_Tasks to perform_.
[1] Decide whether each statement (a)–(c) agrees with the Trump kingmaker article below, answering yes or no and quoting the exact words from the article that settle it. (a) A campaign adviser told the Washington Post that Trump could make an announcement within three weeks. (b) Trump's closest advisers know what he will do after leaving the White House. (c) Trump became the first president to lose re-election since 1992.
[2] Carry on the Trump kingmaker article below with one further paragraph, beginning after its last sentence.

_Excerpted passage_.
________________________________________
Daniel DePetris

Donald Trump is now the Republican party’s kingmaker

Donald Trump is now the Republican party's kingmaker
Donald Trump heads to the golf course (Getty images)
Text settings
Comments

As Donald Trump continues to insist that he actually won the 2020 presidential election, speculation has grown about how the president will spend the next four years. Trump's political future isn’t over, even if he did become the first president to lose re-election since 1992.

Trump is a notoriously prickly man who can make three different decisions on one topic in a span of an hour. Not even his closest advisers and family members know what he is going to do after vacating the White House in about two months. Trump is reportedly mulling a 2024 presidential run to avenge a loss he considers fraudulent; one campaign adviser told the Washington Post this weekend that Trump could make an announcement in as soon as three weeks time. Alternatively, he could go back to New York and keep himself busy running the family business. A national speaking circuit for millions of dollars is on the table as well, as is a memoir about his four years in the Oval Office.
________________________________________
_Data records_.

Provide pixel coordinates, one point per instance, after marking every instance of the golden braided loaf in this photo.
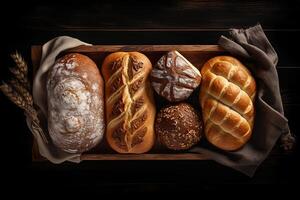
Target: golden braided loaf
(130, 108)
(227, 96)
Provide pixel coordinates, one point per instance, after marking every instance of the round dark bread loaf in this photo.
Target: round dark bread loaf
(75, 103)
(178, 126)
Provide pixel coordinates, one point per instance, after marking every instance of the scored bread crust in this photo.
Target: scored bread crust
(130, 108)
(227, 97)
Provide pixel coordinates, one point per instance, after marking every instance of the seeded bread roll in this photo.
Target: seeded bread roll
(178, 126)
(75, 104)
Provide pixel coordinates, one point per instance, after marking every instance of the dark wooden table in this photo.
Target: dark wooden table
(150, 22)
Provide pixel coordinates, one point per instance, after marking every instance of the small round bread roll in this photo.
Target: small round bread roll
(75, 103)
(178, 126)
(174, 77)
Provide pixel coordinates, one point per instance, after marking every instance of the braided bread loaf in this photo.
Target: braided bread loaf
(227, 96)
(130, 108)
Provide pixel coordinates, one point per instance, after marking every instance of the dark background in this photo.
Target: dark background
(148, 22)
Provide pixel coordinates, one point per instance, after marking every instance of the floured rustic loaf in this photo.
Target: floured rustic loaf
(75, 104)
(174, 77)
(227, 97)
(130, 108)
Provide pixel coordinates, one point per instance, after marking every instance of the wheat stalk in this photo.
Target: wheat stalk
(21, 70)
(18, 92)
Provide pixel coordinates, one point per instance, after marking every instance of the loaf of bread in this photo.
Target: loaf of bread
(174, 77)
(130, 108)
(178, 126)
(227, 97)
(75, 103)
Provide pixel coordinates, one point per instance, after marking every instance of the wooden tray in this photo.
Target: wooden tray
(196, 54)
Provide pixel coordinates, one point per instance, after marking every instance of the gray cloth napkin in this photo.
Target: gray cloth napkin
(49, 52)
(252, 45)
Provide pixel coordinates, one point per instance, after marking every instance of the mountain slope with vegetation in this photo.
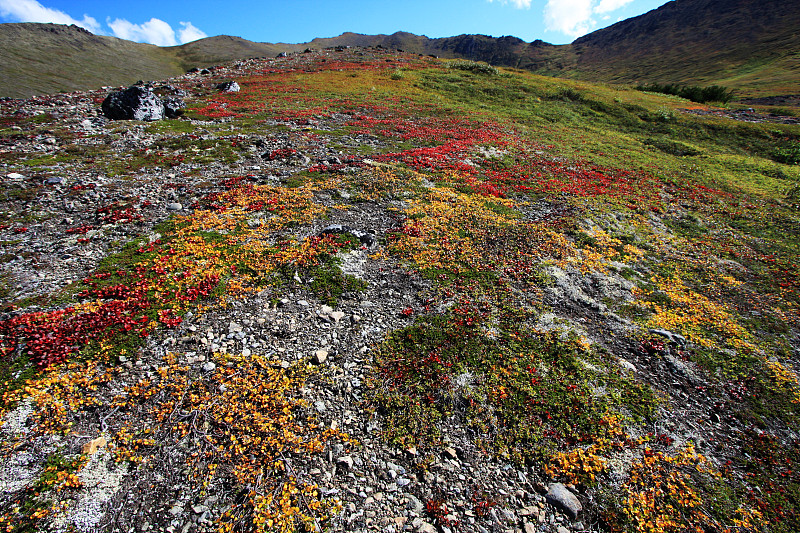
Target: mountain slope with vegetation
(48, 58)
(752, 47)
(374, 291)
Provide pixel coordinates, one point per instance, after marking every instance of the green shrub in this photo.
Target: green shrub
(474, 66)
(788, 154)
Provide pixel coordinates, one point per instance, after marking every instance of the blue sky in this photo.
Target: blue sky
(168, 23)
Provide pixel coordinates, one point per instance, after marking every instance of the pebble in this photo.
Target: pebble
(320, 356)
(559, 496)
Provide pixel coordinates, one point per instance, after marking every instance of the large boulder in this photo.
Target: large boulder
(134, 103)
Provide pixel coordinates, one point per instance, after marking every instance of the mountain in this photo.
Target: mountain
(369, 293)
(48, 58)
(750, 46)
(734, 42)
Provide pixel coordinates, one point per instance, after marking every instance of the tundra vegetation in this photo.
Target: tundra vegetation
(552, 226)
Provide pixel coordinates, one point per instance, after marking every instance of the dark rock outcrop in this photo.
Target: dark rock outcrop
(141, 103)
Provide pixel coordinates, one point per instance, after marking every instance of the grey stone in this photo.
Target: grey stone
(320, 356)
(173, 107)
(675, 338)
(560, 497)
(414, 504)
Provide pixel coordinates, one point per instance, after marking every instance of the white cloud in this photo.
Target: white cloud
(574, 17)
(155, 31)
(33, 11)
(190, 33)
(571, 17)
(610, 5)
(519, 4)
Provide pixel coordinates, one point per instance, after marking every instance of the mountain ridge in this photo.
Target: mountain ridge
(748, 46)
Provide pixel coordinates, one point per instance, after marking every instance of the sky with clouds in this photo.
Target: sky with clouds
(181, 21)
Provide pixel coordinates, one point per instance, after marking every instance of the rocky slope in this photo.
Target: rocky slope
(746, 45)
(341, 299)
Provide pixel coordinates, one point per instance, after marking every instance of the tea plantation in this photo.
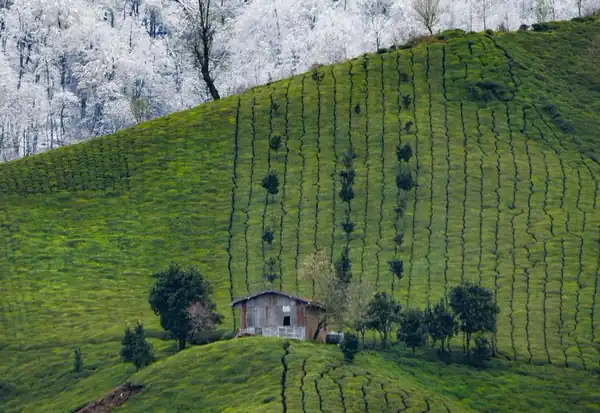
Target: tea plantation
(504, 127)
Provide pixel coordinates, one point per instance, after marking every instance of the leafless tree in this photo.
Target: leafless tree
(428, 13)
(200, 37)
(329, 290)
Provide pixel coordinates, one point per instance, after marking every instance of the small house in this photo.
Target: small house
(276, 314)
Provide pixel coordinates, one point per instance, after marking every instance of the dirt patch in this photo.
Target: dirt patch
(112, 400)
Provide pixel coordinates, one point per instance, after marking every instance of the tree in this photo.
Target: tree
(275, 142)
(135, 348)
(358, 297)
(476, 309)
(328, 289)
(428, 13)
(268, 235)
(413, 329)
(78, 365)
(383, 313)
(404, 179)
(343, 267)
(200, 37)
(270, 272)
(174, 290)
(404, 153)
(482, 353)
(397, 268)
(202, 318)
(349, 347)
(271, 183)
(441, 324)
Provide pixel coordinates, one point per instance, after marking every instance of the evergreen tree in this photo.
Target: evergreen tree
(383, 313)
(349, 347)
(476, 309)
(441, 324)
(413, 329)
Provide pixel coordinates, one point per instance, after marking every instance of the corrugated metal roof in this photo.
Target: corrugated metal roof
(293, 297)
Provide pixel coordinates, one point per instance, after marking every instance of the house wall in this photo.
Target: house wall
(269, 310)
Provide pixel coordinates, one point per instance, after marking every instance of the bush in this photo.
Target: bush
(349, 347)
(348, 226)
(399, 239)
(78, 362)
(275, 142)
(482, 353)
(404, 180)
(268, 235)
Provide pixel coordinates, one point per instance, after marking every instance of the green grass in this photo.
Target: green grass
(507, 196)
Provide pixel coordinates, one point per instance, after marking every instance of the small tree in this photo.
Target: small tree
(348, 226)
(275, 142)
(383, 313)
(202, 318)
(404, 180)
(476, 309)
(397, 268)
(343, 267)
(141, 353)
(428, 13)
(268, 235)
(271, 183)
(482, 353)
(399, 239)
(270, 272)
(78, 364)
(347, 193)
(349, 347)
(441, 324)
(329, 290)
(404, 153)
(174, 290)
(406, 100)
(413, 330)
(358, 297)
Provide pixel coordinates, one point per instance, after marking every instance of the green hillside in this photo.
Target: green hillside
(508, 171)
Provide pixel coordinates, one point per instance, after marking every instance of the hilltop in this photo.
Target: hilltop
(504, 133)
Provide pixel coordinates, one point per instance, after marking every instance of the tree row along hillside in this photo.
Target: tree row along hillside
(507, 196)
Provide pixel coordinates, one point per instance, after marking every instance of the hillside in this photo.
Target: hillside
(315, 379)
(508, 192)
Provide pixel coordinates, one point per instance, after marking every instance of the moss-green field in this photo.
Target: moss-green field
(507, 196)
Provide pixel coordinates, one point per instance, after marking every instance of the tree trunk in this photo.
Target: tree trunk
(181, 343)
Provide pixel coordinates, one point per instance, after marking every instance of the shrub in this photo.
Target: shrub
(268, 235)
(270, 272)
(347, 193)
(349, 347)
(399, 239)
(404, 153)
(271, 183)
(404, 180)
(413, 330)
(348, 226)
(275, 142)
(397, 268)
(78, 362)
(406, 100)
(482, 353)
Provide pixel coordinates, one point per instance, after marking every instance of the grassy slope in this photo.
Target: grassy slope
(505, 198)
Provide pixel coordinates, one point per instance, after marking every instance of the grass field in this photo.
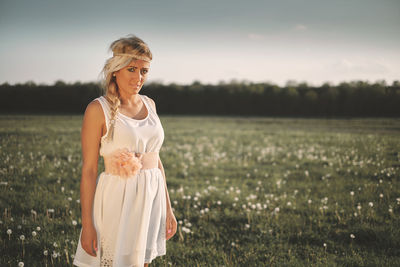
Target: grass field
(246, 191)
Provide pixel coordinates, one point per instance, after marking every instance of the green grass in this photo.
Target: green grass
(250, 191)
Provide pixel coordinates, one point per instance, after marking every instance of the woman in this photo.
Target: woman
(126, 212)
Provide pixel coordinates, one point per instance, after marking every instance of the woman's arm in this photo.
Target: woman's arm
(92, 127)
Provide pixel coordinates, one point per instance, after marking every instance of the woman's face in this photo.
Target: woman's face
(131, 78)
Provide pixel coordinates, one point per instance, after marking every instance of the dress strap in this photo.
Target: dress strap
(146, 100)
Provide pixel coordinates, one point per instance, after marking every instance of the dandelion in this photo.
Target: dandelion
(185, 229)
(9, 231)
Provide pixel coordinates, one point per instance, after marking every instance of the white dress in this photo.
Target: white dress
(129, 214)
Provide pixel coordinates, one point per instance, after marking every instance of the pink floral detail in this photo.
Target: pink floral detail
(124, 163)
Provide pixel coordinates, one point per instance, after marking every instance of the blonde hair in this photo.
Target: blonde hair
(130, 45)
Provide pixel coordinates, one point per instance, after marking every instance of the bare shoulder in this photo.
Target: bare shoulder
(152, 103)
(94, 108)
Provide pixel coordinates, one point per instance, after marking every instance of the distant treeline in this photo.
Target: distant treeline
(355, 98)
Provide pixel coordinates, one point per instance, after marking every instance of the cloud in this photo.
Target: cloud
(255, 36)
(345, 65)
(300, 27)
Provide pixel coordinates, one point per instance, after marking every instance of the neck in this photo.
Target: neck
(129, 100)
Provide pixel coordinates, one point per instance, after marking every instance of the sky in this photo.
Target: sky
(313, 41)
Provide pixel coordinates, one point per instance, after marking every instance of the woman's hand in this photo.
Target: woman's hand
(170, 225)
(89, 240)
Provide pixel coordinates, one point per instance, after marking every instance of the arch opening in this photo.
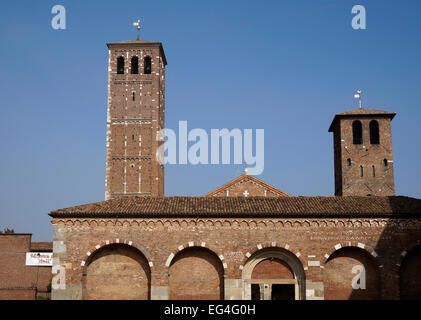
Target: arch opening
(147, 65)
(135, 65)
(409, 275)
(351, 273)
(357, 132)
(120, 65)
(117, 272)
(196, 273)
(374, 132)
(273, 274)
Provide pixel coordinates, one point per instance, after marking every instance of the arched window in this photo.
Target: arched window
(357, 132)
(135, 65)
(120, 65)
(147, 65)
(374, 132)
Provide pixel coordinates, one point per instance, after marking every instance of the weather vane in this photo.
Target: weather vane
(137, 25)
(358, 96)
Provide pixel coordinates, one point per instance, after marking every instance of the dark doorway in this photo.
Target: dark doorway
(255, 291)
(283, 292)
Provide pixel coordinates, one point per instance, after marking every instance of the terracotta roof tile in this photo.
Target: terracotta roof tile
(240, 206)
(246, 177)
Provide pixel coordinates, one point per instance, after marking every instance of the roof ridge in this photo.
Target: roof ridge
(243, 177)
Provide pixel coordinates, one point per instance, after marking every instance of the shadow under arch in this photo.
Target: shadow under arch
(400, 234)
(115, 271)
(409, 275)
(196, 273)
(283, 255)
(347, 262)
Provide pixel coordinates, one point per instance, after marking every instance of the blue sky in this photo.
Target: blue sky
(283, 66)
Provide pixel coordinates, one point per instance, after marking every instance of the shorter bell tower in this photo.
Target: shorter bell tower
(363, 156)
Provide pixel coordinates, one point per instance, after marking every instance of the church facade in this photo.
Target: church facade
(246, 239)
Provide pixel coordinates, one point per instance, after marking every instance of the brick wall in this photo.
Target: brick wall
(18, 281)
(118, 272)
(348, 179)
(136, 104)
(196, 274)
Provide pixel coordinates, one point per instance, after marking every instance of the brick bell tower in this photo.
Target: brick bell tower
(362, 141)
(135, 113)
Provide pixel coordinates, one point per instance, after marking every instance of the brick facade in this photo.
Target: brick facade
(186, 256)
(244, 240)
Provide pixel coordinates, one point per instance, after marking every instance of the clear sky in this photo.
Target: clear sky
(283, 66)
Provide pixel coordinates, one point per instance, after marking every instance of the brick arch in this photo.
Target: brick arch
(274, 245)
(100, 280)
(192, 244)
(359, 245)
(343, 277)
(196, 272)
(104, 243)
(294, 261)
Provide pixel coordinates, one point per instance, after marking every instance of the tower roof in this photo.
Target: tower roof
(140, 43)
(361, 112)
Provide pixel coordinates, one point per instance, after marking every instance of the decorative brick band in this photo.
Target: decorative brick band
(271, 244)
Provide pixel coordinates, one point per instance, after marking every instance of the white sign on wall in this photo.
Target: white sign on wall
(39, 259)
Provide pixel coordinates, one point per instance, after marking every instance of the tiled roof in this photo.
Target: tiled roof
(134, 42)
(41, 246)
(361, 112)
(239, 206)
(246, 177)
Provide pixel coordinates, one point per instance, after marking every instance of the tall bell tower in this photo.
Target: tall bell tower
(362, 141)
(135, 114)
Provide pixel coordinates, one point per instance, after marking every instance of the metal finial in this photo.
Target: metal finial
(137, 25)
(358, 96)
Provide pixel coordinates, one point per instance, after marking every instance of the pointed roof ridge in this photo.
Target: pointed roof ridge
(249, 177)
(361, 112)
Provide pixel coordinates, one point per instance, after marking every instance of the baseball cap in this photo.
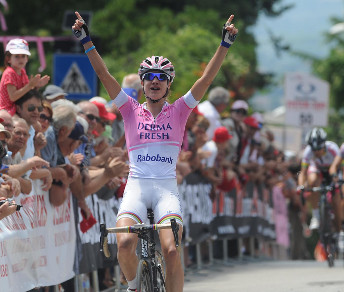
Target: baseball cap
(221, 135)
(103, 113)
(53, 91)
(99, 99)
(18, 46)
(78, 133)
(240, 104)
(196, 111)
(252, 122)
(3, 130)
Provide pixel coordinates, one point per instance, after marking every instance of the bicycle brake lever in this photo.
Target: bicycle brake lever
(104, 248)
(175, 229)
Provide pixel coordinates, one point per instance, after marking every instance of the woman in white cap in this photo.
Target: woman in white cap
(15, 81)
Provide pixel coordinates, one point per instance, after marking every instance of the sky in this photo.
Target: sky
(302, 28)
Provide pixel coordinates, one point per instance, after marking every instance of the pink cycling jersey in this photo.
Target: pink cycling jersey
(323, 163)
(154, 143)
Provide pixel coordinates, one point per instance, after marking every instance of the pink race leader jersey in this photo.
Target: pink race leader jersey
(154, 143)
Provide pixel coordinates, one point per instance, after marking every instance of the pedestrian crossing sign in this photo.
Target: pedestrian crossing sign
(75, 75)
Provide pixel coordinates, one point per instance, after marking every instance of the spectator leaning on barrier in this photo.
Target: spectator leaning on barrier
(53, 93)
(218, 100)
(63, 123)
(6, 120)
(131, 84)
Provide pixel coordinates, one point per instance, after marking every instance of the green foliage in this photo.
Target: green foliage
(335, 132)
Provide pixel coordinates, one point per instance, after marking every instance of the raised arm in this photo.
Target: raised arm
(202, 84)
(81, 32)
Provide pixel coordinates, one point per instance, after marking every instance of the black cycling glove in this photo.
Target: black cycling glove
(82, 35)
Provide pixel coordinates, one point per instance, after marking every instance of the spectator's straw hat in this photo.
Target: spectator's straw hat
(252, 122)
(221, 135)
(18, 47)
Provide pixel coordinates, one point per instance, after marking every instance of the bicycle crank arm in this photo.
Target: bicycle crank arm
(104, 248)
(175, 229)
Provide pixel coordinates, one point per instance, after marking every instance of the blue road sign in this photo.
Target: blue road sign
(74, 73)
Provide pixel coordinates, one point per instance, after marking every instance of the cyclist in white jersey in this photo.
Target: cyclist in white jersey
(338, 166)
(154, 133)
(317, 158)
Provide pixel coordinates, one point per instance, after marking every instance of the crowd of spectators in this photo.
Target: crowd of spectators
(81, 147)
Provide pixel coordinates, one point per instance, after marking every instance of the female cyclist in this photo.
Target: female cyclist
(154, 133)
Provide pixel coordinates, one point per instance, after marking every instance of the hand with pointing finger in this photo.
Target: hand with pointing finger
(229, 33)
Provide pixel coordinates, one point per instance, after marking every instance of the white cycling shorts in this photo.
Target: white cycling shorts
(160, 195)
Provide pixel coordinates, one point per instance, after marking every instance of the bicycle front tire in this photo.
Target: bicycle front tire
(144, 279)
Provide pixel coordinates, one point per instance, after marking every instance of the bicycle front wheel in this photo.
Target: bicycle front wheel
(144, 280)
(160, 265)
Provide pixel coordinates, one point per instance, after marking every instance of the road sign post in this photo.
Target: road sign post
(75, 75)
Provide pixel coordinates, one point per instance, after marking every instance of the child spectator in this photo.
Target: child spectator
(14, 81)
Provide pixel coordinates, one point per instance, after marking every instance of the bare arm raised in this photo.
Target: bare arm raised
(81, 32)
(113, 87)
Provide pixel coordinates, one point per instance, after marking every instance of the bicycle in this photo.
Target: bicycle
(327, 235)
(151, 267)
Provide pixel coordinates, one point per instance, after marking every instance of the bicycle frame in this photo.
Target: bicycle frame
(326, 232)
(150, 260)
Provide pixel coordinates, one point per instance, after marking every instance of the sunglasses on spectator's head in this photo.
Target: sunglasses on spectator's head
(240, 111)
(45, 118)
(31, 108)
(150, 76)
(92, 117)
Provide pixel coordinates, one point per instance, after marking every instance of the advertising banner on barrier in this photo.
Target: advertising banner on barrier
(37, 243)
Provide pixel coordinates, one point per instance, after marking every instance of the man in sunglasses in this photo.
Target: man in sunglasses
(154, 131)
(29, 108)
(212, 108)
(317, 157)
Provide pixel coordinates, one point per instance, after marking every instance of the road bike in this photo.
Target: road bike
(151, 268)
(327, 234)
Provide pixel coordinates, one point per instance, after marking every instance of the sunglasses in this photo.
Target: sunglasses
(92, 117)
(31, 108)
(45, 118)
(151, 76)
(240, 111)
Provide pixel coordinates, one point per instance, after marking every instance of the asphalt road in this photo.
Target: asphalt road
(267, 276)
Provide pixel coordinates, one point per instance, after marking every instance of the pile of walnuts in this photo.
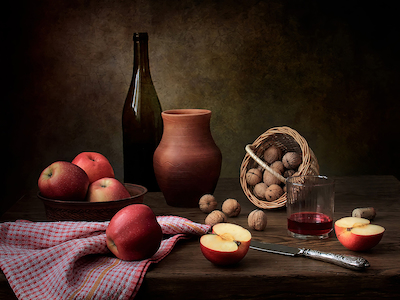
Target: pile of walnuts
(267, 186)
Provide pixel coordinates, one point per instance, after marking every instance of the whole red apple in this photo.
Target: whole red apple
(226, 245)
(106, 189)
(134, 233)
(63, 180)
(96, 165)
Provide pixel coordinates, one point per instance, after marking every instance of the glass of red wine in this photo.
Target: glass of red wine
(310, 206)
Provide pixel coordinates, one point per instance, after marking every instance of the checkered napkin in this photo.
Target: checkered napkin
(70, 260)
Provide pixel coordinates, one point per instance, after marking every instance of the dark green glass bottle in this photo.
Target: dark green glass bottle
(141, 120)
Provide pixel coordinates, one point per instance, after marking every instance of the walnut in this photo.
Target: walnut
(259, 190)
(253, 176)
(273, 192)
(288, 173)
(278, 167)
(207, 203)
(231, 207)
(257, 220)
(270, 178)
(272, 154)
(215, 217)
(291, 160)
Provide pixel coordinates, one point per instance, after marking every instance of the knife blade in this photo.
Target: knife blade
(347, 261)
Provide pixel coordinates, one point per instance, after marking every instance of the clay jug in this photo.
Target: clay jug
(187, 162)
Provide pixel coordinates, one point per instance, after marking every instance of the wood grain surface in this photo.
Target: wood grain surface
(186, 274)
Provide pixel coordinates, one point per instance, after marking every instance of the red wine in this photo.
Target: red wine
(310, 223)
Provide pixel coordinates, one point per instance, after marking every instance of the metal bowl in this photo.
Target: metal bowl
(61, 210)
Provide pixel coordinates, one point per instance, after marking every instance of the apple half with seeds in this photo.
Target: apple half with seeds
(226, 245)
(358, 234)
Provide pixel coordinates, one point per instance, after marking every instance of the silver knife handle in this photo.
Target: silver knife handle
(346, 261)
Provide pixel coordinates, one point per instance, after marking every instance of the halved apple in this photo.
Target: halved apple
(357, 234)
(226, 245)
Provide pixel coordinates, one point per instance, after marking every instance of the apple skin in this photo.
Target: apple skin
(63, 180)
(350, 237)
(106, 189)
(134, 233)
(224, 258)
(96, 165)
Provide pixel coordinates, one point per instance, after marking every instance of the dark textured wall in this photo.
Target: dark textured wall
________________________________________
_Answers for each item_.
[1]
(a) Yes: "one campaign adviser told the Washington Post this weekend that Trump could make an announcement in as soon as three weeks time"
(b) No: "Not even his closest advisers and family members know what he is going to do after vacating the White House in about two months."
(c) Yes: "even if he did become the first president to lose re-election since 1992"

[2]
Regardless of his post-presidency plans, Donald Trump will remain the single-most popular individual in the Republican party for at least the next four years. While he may have lost his bid for re-election, he also won over 73 million Americans – 10 million more than he received in 2016. Trump received more votes than any other Republican presidential nominee in U.S. history; more than Richard Nixon’s 1972 stomper against George McGovern and more than Ronald Reagan’s 1984 victory over Walter Mondale. Notwithstanding his dumpster-fire policy on the coronavirus (which perhaps can be best described as wishing the virus away and, barring that, creating an alternative reality about his so-called success), Trump’s job approval rating among his fellow Republicans is an astounding 95 per cent.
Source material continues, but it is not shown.